BEGIN MATERIAL

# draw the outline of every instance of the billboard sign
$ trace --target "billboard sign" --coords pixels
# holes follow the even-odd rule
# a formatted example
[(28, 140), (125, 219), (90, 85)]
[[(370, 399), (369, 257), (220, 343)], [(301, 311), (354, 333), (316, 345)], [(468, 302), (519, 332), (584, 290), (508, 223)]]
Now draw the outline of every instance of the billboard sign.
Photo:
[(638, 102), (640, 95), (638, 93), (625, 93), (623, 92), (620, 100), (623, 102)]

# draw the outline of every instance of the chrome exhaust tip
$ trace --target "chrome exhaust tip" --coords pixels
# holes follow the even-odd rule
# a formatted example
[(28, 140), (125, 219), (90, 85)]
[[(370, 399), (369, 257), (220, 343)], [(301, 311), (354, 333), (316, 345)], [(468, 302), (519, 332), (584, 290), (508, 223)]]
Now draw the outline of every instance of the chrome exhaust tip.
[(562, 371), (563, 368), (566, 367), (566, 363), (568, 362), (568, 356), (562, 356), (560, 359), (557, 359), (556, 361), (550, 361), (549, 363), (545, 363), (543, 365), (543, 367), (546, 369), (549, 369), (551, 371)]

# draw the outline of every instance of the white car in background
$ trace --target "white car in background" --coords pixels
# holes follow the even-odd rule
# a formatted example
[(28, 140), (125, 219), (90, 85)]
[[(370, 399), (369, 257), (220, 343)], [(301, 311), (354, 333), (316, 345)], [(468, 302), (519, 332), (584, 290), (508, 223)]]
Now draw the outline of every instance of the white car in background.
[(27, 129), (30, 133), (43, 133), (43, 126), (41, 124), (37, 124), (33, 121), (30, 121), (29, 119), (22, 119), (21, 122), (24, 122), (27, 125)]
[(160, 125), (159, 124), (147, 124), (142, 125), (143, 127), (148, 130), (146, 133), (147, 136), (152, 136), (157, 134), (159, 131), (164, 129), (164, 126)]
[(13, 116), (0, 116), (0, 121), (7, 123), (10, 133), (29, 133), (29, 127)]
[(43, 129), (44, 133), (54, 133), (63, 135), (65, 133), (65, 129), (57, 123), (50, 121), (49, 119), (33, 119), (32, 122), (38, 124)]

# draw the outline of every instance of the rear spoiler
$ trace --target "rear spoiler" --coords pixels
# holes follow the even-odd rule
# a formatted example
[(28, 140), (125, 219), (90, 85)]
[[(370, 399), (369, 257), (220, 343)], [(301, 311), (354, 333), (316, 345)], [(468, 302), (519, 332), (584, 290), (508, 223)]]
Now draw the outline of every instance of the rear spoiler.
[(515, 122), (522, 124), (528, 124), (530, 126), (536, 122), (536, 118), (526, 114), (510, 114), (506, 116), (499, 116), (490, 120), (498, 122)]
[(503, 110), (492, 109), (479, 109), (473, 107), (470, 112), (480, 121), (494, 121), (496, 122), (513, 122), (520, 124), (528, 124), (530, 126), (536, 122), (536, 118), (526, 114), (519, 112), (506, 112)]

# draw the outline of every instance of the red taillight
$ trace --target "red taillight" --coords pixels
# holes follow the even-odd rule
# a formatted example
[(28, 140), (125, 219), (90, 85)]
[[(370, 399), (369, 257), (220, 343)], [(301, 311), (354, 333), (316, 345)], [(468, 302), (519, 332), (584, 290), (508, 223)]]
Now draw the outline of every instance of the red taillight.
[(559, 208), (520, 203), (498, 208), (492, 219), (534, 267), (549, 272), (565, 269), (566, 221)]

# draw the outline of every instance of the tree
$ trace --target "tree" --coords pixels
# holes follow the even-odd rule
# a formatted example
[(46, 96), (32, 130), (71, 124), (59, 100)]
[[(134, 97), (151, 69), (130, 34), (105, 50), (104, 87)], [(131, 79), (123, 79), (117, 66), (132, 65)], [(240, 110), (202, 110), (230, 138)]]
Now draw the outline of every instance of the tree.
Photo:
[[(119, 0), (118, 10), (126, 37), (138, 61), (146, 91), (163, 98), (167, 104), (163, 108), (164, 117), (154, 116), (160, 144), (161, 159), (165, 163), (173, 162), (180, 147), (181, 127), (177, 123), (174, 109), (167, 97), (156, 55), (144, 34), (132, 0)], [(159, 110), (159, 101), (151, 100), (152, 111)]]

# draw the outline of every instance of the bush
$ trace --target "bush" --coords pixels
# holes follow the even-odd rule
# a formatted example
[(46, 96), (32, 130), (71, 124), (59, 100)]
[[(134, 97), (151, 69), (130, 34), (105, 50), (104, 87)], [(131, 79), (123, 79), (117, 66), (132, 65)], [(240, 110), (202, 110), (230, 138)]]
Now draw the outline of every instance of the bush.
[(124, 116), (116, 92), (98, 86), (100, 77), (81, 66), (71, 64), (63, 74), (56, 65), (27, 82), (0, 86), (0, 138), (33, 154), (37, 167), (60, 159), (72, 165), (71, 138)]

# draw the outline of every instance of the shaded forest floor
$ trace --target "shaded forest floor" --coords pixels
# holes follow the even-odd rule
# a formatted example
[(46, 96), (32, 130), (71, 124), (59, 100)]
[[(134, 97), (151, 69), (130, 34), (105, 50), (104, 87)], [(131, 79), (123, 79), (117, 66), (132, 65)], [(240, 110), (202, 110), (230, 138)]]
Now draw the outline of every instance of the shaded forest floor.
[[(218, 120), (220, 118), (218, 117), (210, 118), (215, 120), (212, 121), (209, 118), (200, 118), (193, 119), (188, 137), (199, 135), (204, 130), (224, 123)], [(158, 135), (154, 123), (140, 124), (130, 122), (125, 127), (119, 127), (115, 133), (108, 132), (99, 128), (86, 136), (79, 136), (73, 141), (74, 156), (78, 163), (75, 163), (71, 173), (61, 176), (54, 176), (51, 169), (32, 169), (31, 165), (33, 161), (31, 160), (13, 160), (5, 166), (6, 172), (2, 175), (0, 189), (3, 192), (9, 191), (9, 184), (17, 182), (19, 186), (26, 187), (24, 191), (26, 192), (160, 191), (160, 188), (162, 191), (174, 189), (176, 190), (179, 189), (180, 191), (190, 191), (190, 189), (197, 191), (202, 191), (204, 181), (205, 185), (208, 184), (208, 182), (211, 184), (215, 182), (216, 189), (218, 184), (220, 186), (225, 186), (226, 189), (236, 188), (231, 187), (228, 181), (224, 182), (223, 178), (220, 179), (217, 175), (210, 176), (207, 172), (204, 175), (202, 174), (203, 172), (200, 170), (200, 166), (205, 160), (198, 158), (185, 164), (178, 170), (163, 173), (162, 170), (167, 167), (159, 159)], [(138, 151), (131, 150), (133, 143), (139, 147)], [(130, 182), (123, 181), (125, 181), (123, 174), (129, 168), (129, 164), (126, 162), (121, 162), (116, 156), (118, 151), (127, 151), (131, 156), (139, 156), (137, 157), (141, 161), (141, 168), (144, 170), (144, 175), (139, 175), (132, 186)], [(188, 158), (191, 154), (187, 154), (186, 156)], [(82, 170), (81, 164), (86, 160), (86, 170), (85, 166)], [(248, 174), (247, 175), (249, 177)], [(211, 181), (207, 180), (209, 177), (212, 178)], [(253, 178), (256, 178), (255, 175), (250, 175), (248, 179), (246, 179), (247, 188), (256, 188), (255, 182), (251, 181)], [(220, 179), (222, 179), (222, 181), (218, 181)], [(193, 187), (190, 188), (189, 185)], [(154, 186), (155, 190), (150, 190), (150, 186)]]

END MATERIAL

▶ [WRITTEN TASK] Reproduce the stretch of the records from the line containing "# draw the outline of every instance of the bush" through the line containing "165), (71, 138)]", substituting "shrub" for every occurrence of "bush" and changing nothing else.

▶ [TASK OUTPUT]
# draw the outline of every instance of the shrub
$ trace --target "shrub" --coords pixels
# holes follow the even-odd rule
# a formatted example
[(46, 96), (32, 130), (71, 124), (59, 100)]
[[(134, 97), (151, 69), (130, 34), (105, 50), (104, 87)], [(131, 79), (123, 79), (117, 66), (132, 65)], [(240, 110), (202, 110), (230, 138)]]
Now draw the outline of every instance of the shrub.
[(124, 116), (116, 92), (98, 86), (100, 77), (81, 66), (71, 64), (63, 74), (56, 65), (27, 82), (0, 86), (0, 138), (33, 154), (37, 167), (60, 159), (72, 165), (71, 138)]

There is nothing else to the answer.